> WHAT NEEDS TO BE DONE:
The answer is every line in the data below that contains the word "leaf".

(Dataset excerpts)
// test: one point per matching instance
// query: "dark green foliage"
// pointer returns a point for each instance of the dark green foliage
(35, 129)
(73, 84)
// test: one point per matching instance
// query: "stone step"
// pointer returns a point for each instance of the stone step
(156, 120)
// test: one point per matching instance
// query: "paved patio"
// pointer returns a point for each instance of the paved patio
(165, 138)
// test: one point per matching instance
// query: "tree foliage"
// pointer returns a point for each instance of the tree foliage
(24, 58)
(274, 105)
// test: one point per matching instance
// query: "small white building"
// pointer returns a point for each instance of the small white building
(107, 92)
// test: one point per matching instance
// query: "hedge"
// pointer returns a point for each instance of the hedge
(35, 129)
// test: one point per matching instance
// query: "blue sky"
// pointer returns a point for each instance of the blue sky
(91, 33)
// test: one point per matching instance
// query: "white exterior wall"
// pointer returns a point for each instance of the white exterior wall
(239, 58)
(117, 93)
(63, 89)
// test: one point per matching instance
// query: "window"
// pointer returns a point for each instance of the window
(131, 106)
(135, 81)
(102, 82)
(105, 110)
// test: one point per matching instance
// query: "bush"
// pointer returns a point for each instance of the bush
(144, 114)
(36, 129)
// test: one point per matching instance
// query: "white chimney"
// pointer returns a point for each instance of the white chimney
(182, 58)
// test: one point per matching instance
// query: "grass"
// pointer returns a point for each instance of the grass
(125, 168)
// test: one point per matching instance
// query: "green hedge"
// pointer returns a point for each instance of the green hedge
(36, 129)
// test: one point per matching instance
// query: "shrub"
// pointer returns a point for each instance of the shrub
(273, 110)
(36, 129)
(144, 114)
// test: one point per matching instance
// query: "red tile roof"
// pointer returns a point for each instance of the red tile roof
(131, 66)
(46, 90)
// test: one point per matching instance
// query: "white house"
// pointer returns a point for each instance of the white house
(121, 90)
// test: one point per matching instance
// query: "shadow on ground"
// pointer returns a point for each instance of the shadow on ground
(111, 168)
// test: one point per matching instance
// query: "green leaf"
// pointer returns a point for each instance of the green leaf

> SOLUTION:
// query: "green leaf"
// pointer returns a point for each instance of the green leaf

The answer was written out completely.